Object pointing dataset records

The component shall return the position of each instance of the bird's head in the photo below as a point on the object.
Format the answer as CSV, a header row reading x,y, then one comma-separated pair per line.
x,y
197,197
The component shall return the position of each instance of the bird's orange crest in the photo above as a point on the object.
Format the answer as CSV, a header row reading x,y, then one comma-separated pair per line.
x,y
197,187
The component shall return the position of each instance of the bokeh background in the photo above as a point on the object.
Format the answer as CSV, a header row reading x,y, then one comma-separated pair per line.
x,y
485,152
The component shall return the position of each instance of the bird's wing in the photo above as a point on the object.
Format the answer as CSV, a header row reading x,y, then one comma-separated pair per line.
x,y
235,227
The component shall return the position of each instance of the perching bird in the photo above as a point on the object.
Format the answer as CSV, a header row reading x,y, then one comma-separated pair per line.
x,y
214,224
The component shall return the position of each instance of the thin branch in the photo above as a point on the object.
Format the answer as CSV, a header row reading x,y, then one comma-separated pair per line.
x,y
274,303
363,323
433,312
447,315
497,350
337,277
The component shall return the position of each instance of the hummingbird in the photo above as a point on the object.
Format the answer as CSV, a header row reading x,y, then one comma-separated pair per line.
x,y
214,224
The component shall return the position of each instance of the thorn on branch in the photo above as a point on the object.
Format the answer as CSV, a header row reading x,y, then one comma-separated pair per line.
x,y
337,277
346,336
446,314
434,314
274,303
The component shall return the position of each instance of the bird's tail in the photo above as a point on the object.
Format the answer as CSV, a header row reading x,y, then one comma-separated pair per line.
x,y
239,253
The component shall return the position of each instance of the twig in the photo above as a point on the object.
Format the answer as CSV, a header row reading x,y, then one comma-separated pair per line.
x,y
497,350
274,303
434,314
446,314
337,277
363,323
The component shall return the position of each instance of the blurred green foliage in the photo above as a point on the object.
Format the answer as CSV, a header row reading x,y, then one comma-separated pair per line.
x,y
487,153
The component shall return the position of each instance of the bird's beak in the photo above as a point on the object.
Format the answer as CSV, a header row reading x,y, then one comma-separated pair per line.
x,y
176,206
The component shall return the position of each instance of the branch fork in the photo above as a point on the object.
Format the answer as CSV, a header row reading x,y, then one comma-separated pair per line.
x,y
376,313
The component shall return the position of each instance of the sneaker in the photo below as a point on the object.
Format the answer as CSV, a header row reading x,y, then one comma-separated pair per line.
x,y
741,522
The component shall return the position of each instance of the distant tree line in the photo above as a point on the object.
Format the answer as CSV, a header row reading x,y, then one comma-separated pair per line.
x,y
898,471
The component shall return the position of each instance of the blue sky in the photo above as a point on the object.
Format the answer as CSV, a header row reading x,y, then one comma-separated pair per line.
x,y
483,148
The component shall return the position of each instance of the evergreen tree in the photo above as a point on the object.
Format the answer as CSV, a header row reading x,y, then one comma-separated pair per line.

### Task to carry out
Lay out the stretch of the records above from the line containing "of the distant" through the end of the records as a Markdown table with the columns "No." and "Line", one numbered row per line. Omit blank lines.

### Response to this task
| No. | Line |
|---|---|
| 1 | The component shall return the position of each instance of the distant tree line in the photo above as a point on the object. |
| 2 | Format the answer as CSV, a header row reading x,y, then one comma-separated pair per line. |
| 3 | x,y |
| 4 | 898,471 |
| 5 | The component shall return the position of each instance of the blue sky in the photo above as a point on the object. |
| 6 | Format the answer as CSV, a header row reading x,y, then one comma-separated pair per line. |
| 7 | x,y |
| 8 | 483,148 |
| 9 | The component shall return the position of each instance of the evergreen tree in the photo above as a point on the object. |
| 10 | Format the answer as CSV, a header row reading x,y, then one comma-separated pair per line. |